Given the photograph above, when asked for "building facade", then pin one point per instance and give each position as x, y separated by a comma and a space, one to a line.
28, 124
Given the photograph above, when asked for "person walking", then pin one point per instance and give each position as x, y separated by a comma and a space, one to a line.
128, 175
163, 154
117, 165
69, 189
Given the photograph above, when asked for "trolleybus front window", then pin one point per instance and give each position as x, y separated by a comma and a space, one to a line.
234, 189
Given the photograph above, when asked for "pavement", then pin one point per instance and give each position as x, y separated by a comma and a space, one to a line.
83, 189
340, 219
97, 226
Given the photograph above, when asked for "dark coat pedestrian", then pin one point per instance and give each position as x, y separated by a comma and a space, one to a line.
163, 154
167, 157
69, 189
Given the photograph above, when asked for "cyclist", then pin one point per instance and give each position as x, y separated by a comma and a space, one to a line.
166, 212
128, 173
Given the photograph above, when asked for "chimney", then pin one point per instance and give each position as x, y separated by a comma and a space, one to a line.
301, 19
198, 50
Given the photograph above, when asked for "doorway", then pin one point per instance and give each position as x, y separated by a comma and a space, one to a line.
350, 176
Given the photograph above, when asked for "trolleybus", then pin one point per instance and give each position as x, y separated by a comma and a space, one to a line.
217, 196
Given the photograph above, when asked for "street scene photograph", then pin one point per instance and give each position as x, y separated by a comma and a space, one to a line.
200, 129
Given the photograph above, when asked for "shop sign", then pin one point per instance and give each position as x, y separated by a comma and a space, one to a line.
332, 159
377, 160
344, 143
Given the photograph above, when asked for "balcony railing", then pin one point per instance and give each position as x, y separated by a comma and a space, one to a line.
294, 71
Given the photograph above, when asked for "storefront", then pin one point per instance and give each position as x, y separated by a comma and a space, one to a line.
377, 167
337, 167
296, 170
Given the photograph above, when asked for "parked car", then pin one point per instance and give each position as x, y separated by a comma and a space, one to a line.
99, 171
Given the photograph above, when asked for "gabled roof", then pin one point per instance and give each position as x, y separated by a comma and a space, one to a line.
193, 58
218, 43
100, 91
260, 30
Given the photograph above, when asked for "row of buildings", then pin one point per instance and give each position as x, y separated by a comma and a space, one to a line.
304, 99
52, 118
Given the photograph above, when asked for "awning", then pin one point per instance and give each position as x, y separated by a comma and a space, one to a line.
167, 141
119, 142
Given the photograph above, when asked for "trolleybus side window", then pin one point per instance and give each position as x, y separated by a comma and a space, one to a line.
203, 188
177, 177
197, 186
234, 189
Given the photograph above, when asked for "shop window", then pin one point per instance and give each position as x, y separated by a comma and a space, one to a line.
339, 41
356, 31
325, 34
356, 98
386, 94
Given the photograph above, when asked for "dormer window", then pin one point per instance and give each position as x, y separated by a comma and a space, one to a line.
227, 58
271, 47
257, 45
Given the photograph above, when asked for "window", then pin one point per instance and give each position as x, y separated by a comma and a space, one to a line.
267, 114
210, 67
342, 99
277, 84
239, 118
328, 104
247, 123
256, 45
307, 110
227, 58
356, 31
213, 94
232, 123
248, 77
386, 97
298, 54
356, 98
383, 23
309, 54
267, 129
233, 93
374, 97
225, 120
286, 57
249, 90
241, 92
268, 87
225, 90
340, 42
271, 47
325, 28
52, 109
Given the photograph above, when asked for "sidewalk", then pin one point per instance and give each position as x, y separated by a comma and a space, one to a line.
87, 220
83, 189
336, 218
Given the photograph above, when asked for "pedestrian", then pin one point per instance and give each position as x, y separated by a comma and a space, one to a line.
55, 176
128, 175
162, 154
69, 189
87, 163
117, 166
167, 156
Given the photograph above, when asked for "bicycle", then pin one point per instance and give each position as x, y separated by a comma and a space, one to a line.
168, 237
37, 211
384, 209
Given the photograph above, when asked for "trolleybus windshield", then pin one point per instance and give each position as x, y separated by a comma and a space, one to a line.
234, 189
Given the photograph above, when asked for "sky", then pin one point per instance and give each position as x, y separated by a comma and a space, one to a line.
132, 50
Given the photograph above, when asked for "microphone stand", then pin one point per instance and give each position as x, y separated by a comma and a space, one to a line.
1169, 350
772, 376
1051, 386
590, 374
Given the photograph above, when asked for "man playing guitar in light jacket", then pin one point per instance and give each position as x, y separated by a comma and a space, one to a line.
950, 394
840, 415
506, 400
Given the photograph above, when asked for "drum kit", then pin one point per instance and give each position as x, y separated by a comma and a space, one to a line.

----

▶ **Action item**:
Reprint the whole listing above exactly.

▶ **Exercise answer**:
Given the photograph above, when asked for "building facade", then pin one point per instance and give each position as x, y separated by a comma and a space, one to a line.
28, 124
Given the photograph above, when asked for "person walking", then pin one point per instance and give each position as x, y separated by a comma and a space, one to a line.
128, 175
163, 154
117, 165
69, 189
Given the photograph above, when asked for "trolleybus front window", then pin one point per instance and give each position as x, y separated by a comma and a space, one to a line.
234, 189
Given the photograph above, when asked for "pavement", then pin one point per instance and give each position as x, y separated by a comma and a space, one to a line.
83, 189
340, 219
97, 226
Given the photograph above, when asked for "dark coat pedestrian", then pin one point per instance and give each position as x, y separated by a comma and a space, one to a line.
163, 154
167, 157
69, 189
Given the photograph above, when asked for "cyclist", then pin one point per instance and give each position as x, y separated by a comma and a space, one to a line.
166, 212
128, 173
Given the photograph above, when asked for "chimney", then pin one point per instance and give each position as x, y separated by a comma and a space, one to a line.
301, 19
198, 50
Given the photograph above, when asked for "doorway", then pin one point per instance and give each position as x, y separated by a comma and a space, one to a line.
350, 176
Given the photograph above, when asked for "trolleybus", then pin one point per instance and give each position as x, y separated by a comma and a space, one to a line.
217, 196
Given the photograph above, when asked for "street scene photograph", then pin one point per instance and give each position as x, y separated by a comma and a space, one to a line.
200, 129
Given the photograph above, when asked for "shop sign", then pin one point per instance and give each position as x, y separated by a comma and a space, one to a line.
332, 159
377, 160
344, 143
Given the photograph above, when asked for "balcony railing", then pin one point per instance and give each position as x, y separated by a comma and a space, one to a line.
294, 71
Given the photograph above, when asked for "storefront", then pin one point per instance and give each position as x, y separated by a comma and a space, one to a line.
377, 167
337, 167
296, 170
Given the photograph above, when asked for "parked car", then pin one point per instance and give each position as x, y separated by a comma and a space, one to a line.
99, 171
Given the photograph above, when asked for "gabled roof", then pin one point per instance and give each position as x, y separated by a comma and a space, one to a line.
193, 58
218, 43
100, 91
260, 30
Given the photograph above, when asked for "row of buildings", then pin one point per instance and give each position as x, y separated by a comma and a space, one to a line.
304, 99
52, 118
Given the photograph above, when asked for "awning", then pin one point per instance and give each position as x, y separated by a comma and a space, one to a line.
167, 141
119, 142
Given the photograph above, when asked for "trolleybus side window", then pin one point per instance and give each position as x, y separated by a comma and a space, one to a line.
203, 188
177, 177
197, 186
234, 189
Given the photograph above, when asked for "shop window", then pin one point per instance and give each position as x, y separated by a comma and a space, one to a line.
339, 41
356, 31
325, 34
356, 98
386, 94
Given the photograph above, when asked for "dormer window", then pin one point per instance and give each position as x, y separated by a comma and a space, one to a line.
227, 58
271, 47
257, 45
Given the photograph above, when asked for "window", then pin one point per instance and give each position as x, y separated by a comma and a space, one to a line.
267, 114
210, 67
342, 99
277, 84
239, 118
328, 104
247, 123
256, 45
307, 110
227, 58
356, 31
213, 94
232, 123
248, 77
386, 97
298, 54
356, 98
383, 23
309, 54
267, 129
233, 93
374, 97
225, 120
286, 57
249, 90
241, 92
268, 87
225, 90
340, 42
271, 47
325, 28
52, 109
Given the photograph above, when asked for "sidewalk", then pin one point per instance and give each position as x, y separated by a comma and a space, one to a line.
87, 220
83, 189
336, 218
Given the photograph above, when asked for "pedestrian", then pin one point per instance and give each position as x, y separated by a comma and a space, one to a line.
55, 176
128, 175
162, 154
69, 189
87, 163
117, 166
167, 156
Given the photograph above, when asked for "bicycle", then pin one point per instance and give each position as x, y separated by a comma and a space, one to a line.
168, 237
37, 211
384, 209
Given the photograph above, when asked for "trolleybus windshield", then pin one point per instance and give each position as x, y separated by a comma and a space, one to a line.
234, 189
Given the photograph above, when asked for "sky", then pin one point per instance and give each position as x, y separated by a comma and a space, one to a line.
132, 50
Given the photograph above, when asked for "microphone stand", then pin one point per instance and give each position as x, y separated by a comma and a space, one to a line.
1169, 350
772, 376
1051, 386
590, 374
Given the photograph above, when asked for "man playing guitar in light jacket", then pin one point per instance and give each position as x, y separated by a comma and a space, one to a line.
950, 394
840, 415
506, 400
Given the photograph above, when asked for "drum kit", then pin one point per instance and give each position as x, y separated by a comma and a space, one to a line.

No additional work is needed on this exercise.